*Excerpted text*.

Mike Taylor //June 1, 2012//

Brothers’ Russian heritage percolates through Dazbog brand

Mike Taylor //June 1, 2012//

In every Dazbog Coffee shop you’ll see a framed photo of two young boys bundled up and standing on a cobblestone street in Leningrad. The image and the names printed on it – Leonid and Anatoly – are so stereotypically Russian that you think it must be the creation of some marketing agency.

But it’s not. It’s 4-year-old Leonid Yuffa and his 10-year-old brother Anatoly – five years before their family left the former Soviet Union and landed in Denver.

Leonid and Anatoly are the founders of Dazbog Coffee Co., a Denver-based coffee roaster, wholesaler and store franchiser. Their coffees celebrate their Russian heritage with names like Siberian Blend, KGBlend, Russian Roulette, Organic Tchiakovsky Blend and Caspian Espresso.

And then there’s the name of the company itself – Dazbog – which Leonid, 42, describes as an expression of well-wishing. “Like if you move somewhere to start a career, everyone will tell you, ‘Dazbog!’” Leonid says. “We thought it was appropriate for our business because we’re Russian and we really speak about our heritage through our brand.”

Since its founding in 1996, Dazbog has grown to 32 stores, all but six of them in Colorado. That pales next to Starbucks’ 322 Colorado locations (and 8,230 nationwide), but Leonid says Dazbog’s gross sales have increased every year except one, 2010, and the company rebounded from that dip with a record year of sales in 2011.

“It’s extremely competitive,” Leonid says. “There clearly is one number one, and there’s no number two that’s even close. And real estate is harder to find because Starbucks is everywhere. But we’ve really carved out a niche. For one, people love our story. It resonates with them. And that’s what gets them to try a first cup. We’re different-looking, different-feeling.”

The fun that the brothers now have in weaving their Russian heritage throughout the Dazbog brand belies the real hardships they encountered. In the Soviet Union, Leonid was taunted at school, made to stand up in class so he could be pointed at because he was Jewish. As a 9-year-old newcomer to the U.S., he was an outcast because he couldn’t speak English.

*Problems to solve*.
• a. Answer these from the Dazbog Coffee article above, one line each:
(i) In what city was the framed photo of the two boys taken?
(ii) In what year was Dazbog founded?
(iii) Which year was the only one in which Dazbog's gross sales did not increase?
• b. Summarize the Dazbog Coffee article in two sentences.
• c. Resume the Dazbog Coffee article after its final sentence, carrying on the account of the hardships the brothers faced.

*Given material*.
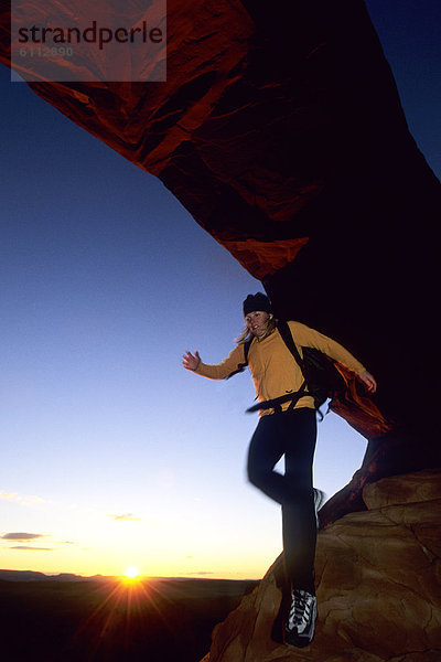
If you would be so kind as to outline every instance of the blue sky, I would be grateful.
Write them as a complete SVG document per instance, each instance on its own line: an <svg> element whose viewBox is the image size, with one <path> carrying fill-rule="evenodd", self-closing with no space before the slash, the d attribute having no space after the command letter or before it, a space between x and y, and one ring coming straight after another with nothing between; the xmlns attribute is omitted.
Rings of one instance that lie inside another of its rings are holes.
<svg viewBox="0 0 441 662"><path fill-rule="evenodd" d="M439 3L367 7L439 174ZM252 385L181 367L186 349L211 363L230 351L259 282L161 182L9 77L2 67L0 567L259 577L281 528L245 478ZM365 440L333 415L319 429L316 484L331 495Z"/></svg>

*Final results*.
• a.
(i) Leningrad
(ii) 1996
(iii) 2010

• b. Brothers Leonid and Anatoly Yuffa, who left the former Soviet Union for Denver as children, founded Dazbog Coffee Co., a Denver-based roaster, wholesaler and store franchiser whose name and coffees celebrate their Russian heritage. Since 1996 the company has grown to 32 stores, all but six in Colorado, and despite heavy competition from Starbucks its gross sales have risen every year except 2010.

• c.
“People ask me why I don’t know a lot of day-to-day sayings that a lot of Americans know,” says Leonid, who graduated from CU-Boulder in 1992 with a degree in finance/accounting. “I don’t, because when my friends went home, they went to an American home. When I went home, I went back to Russia. I went to a Russian home with Russian-speaking parents and Russian food and everything.”

To get to the United States and become citizens, the Yuffa family, consisting of three brothers and their parents, endured an immigration process that required them to go through Germany, Australia and Italy over a period of many months. When they arrived in Denver in 1979, they had $900 to their name. Their father, who had been a shoemaker in the Soviet Union, went to work in the shoe business before opening his own shop in less than a year.

That entrepreneurial spirit is apparent in the Yuffa brothers as they seek to add five Dazbog stores per year throughout the Western U.S. over the next 10 years, along with expanding sales of Dazbog’s ground coffee and beans to more grocers and other retailers.

While Leonid is Dazbog’s chief operating officer and Anatoly is CEO/president, Leonid says, “We don’t really get hung up on titles, although we have very different roles at the company.” He jokes, “We have a board of directors meeting almost every day … where he goes into my office or I go into his.”

The brothers may not get hung up on job titles, but they do get a kick out of naming their coffees. Scheduled for unveiling this month: the Oneskee, a premium hand-poured, single cup.

“It’s all about the coffee,” Leonid says. “The root of the coffee.”

And about Russian roots, too, though Leonid sounds thankful to be telling that story from afar instead of living it anymore. “I have two beautiful daughters who are now first-generation Americans,” he says. “That’s very special. One of them was born on the Fourth of July, which is even that much more special.”